**Work to be completed:** All records must be quoted exactly. Omit the pictures.

**Labeled-object pointing entries:**
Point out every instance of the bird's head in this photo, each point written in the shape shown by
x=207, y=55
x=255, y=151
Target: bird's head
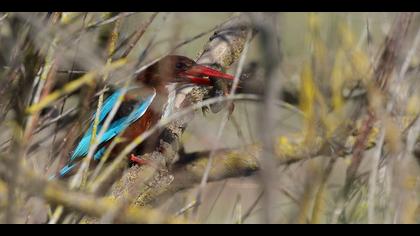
x=179, y=69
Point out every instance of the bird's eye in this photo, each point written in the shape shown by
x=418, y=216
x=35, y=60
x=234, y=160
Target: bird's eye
x=179, y=65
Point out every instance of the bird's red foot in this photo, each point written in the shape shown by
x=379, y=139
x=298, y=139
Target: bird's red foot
x=137, y=160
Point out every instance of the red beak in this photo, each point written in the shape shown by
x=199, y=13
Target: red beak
x=197, y=74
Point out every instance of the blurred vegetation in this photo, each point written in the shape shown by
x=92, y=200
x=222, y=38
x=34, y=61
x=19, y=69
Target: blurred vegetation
x=346, y=135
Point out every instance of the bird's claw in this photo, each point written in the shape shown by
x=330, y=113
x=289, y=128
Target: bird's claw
x=137, y=160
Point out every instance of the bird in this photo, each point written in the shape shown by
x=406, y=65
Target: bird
x=138, y=113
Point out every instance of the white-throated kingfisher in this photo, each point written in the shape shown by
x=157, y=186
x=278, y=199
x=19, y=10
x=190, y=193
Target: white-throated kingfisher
x=136, y=114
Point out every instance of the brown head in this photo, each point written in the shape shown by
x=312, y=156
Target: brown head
x=178, y=69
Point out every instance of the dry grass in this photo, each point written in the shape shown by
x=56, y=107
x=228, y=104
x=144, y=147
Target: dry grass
x=325, y=126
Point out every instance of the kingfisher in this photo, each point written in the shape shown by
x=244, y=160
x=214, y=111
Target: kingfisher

**The completed task:**
Point out every instance of the bird's head in this photo, each point written in the shape shown by
x=207, y=55
x=255, y=151
Target: bird's head
x=179, y=69
Point out every instance of the bird's eye in this photo, each point written in the shape shown by
x=418, y=216
x=35, y=60
x=234, y=160
Target: bird's eye
x=179, y=65
Point out every instance of the bird's red foot in this photo, each point written in the shape shown by
x=379, y=139
x=298, y=139
Target: bird's red foot
x=137, y=160
Point out every instance of the red beak in this photo, each point written in the shape shown by
x=199, y=13
Target: red beak
x=197, y=74
Point out every instance of the blurred vegetation in this photo, each point written in the shape shown by
x=92, y=200
x=222, y=38
x=34, y=61
x=19, y=69
Target: blurred vegetation
x=346, y=135
Point out every instance of the bird's claw in this photo, each point written in the shape shown by
x=330, y=113
x=289, y=128
Target: bird's claw
x=137, y=160
Point out every instance of the bird in this photo, each point written in the shape shown by
x=406, y=65
Target: bird
x=138, y=113
Point out every instance of the white-throated kingfisher in this photo, each point written in the shape shown by
x=157, y=186
x=278, y=199
x=19, y=10
x=190, y=193
Target: white-throated kingfisher
x=136, y=114
Point out every instance of the brown head in this photo, each point written in the shape shown by
x=312, y=156
Target: brown head
x=178, y=69
Point out every instance of the dry grass in this photo, each point written in the shape shown by
x=56, y=107
x=228, y=104
x=144, y=147
Target: dry grass
x=325, y=126
Point out every instance of the kingfisher in this photo, each point written in the shape shown by
x=244, y=160
x=214, y=111
Target: kingfisher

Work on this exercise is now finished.